• **Document section**:
Good air quality in cities is a real challenge. Traffic, building sites, roadworks, rubbish trucks: the toxic particles that they generate all pose a serious health threat, and it’s one that’s invisible to the naked eye. Enter AirVisual.
Statistics on urban air pollution make for grim reading. According to the WHO, 80 per cent of urban dwellers are breathinh unhealthy air. Also, in 2012 alone, some seven million people died from exposure to air pollution, whether indoor or outdoor. It seems that in our increasingly urbanised world, most of us will find it hard to escape the toxic air trap.
Indeed, this is the issue that AirVisual wants to tackle – it’s an online platform, air monitor and an app which aims to help us reduce our exposure to air pollution, whether in- or outdoor. Their motto?
“The first step to improving the air we breathe is knowing what we breathe, where it comes from and how it can be improved.”

• **Data excerpts**:

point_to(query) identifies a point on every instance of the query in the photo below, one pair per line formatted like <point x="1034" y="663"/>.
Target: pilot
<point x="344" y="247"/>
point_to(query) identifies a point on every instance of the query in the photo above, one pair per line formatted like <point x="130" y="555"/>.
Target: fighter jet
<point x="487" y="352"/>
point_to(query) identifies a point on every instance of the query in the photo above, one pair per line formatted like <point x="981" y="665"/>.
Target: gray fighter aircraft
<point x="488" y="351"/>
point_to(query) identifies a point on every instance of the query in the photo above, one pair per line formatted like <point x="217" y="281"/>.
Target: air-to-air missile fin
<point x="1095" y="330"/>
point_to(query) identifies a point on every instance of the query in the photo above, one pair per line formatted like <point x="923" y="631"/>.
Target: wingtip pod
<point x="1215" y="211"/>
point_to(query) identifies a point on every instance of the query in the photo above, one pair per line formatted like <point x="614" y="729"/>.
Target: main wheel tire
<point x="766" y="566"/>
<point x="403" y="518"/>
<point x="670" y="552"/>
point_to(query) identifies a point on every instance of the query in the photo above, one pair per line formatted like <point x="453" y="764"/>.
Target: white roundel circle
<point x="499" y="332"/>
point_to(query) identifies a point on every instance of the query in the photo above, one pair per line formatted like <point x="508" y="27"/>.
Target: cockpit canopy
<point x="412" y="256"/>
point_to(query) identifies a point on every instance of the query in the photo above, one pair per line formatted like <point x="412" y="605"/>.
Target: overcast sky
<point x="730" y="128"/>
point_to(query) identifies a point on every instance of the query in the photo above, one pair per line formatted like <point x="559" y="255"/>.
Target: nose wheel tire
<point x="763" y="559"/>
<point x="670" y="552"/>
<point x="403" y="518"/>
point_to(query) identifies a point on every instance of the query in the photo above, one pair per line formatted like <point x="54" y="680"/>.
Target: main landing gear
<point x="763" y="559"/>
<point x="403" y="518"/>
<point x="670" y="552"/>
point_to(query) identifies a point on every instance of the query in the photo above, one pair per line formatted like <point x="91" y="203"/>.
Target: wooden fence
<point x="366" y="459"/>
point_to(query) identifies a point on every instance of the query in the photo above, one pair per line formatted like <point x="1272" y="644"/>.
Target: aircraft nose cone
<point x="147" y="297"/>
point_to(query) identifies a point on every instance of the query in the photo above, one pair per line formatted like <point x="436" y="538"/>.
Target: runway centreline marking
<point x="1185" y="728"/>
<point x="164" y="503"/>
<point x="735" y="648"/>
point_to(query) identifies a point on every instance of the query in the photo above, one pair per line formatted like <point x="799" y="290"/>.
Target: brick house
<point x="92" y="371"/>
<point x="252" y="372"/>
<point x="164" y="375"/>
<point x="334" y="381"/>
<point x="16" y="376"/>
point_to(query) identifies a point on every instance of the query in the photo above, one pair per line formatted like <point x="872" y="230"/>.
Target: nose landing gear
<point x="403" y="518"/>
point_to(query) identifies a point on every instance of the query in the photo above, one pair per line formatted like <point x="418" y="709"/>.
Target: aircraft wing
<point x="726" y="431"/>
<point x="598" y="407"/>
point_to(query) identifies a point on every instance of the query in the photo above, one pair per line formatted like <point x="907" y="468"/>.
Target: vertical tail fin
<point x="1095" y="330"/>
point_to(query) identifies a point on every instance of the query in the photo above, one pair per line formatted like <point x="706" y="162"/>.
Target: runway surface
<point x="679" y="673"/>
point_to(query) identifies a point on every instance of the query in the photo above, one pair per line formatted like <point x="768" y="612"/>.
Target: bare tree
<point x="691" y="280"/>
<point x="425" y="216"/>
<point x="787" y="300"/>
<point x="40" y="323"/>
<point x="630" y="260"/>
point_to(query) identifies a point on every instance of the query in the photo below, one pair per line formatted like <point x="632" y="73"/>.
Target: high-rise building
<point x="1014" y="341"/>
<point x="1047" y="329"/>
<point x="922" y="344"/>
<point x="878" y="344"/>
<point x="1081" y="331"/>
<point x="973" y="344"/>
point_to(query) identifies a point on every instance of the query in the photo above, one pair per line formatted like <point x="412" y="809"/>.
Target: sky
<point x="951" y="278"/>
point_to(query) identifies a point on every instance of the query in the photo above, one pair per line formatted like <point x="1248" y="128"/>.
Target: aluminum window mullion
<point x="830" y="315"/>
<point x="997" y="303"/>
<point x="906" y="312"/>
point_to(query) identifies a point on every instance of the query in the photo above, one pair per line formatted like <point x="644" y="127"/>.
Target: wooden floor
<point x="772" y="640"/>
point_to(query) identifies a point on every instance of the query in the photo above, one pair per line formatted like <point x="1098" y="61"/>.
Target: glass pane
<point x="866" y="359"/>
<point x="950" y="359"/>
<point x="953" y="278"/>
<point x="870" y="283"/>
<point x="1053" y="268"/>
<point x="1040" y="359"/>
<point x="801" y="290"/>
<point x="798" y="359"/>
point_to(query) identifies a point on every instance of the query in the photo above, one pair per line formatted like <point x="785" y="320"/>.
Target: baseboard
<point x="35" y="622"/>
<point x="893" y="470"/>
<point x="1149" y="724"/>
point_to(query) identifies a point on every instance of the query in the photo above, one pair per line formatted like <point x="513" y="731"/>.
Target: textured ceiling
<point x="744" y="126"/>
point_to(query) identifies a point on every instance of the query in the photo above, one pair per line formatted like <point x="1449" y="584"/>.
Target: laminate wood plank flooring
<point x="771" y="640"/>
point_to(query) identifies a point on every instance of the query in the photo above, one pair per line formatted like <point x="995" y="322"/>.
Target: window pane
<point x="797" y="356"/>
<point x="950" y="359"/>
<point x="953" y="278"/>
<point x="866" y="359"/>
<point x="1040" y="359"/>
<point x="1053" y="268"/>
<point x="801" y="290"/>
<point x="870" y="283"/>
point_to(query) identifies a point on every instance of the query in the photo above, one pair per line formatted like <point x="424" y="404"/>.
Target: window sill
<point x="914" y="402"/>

• **Exercise**:
Render this sentence from the text on urban air pollution in Spanish: "Statistics on urban air pollution make for grim reading."

• **Task output**:
Las estadísticas sobre la contaminación atmosférica urbana resultan desoladoras.